== Segment start ==

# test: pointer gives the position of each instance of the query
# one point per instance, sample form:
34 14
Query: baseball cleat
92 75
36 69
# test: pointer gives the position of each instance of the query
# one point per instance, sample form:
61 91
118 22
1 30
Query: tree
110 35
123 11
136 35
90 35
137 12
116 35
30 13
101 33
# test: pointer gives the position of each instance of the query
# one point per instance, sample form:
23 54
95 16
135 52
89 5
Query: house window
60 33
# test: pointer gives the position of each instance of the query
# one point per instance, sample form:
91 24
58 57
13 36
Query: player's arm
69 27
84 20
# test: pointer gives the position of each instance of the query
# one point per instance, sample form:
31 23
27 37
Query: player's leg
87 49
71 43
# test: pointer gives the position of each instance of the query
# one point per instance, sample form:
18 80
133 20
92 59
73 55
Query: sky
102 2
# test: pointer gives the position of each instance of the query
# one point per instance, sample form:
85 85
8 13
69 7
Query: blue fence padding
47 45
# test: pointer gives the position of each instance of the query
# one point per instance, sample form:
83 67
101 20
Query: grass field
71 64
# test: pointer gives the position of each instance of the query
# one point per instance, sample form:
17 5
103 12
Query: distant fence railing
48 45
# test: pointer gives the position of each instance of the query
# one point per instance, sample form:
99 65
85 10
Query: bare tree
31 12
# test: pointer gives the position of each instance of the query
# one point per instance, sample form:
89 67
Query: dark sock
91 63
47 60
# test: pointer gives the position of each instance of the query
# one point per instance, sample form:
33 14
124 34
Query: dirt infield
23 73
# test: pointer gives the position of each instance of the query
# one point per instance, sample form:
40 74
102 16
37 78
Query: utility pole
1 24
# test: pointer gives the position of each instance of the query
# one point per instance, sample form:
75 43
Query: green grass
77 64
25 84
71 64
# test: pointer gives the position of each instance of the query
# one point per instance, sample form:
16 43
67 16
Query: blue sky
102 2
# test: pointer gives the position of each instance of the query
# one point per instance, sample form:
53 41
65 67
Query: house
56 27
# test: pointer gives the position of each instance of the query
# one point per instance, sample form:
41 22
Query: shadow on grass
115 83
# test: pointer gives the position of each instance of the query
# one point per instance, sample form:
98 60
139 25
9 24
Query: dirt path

== Segment end ==

▶ [AIM OF THE EXERCISE] None of the lines before the one containing "Query: shadow on grass" belong in the answer; reproduce that line and all later lines of the records exactly.

▶ [TASK ANSWER]
Query: shadow on grass
115 83
# test: pointer gives the position of each instance of the query
# one point per instance, sample form:
98 60
139 25
9 24
Query: dirt path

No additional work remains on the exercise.